__AIM OF THE EXERCISE__: Rewrite the following lines with every "black sleeve" changed to "dark sleeve", keeping all other text the same.

== == ==

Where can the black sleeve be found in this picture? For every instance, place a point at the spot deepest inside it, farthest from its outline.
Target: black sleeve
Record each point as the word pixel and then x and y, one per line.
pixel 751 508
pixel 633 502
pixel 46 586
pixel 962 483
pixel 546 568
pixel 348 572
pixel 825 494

== == ==

__FULL ANSWER__:
Where can the dark sleeve be found in this picture? For every instance, place a point at the spot deepest inside it, farthest from its outline.
Target: dark sleeve
Record each point as the word pixel and then x and y, one per line.
pixel 751 508
pixel 633 502
pixel 46 586
pixel 962 483
pixel 546 568
pixel 348 572
pixel 825 494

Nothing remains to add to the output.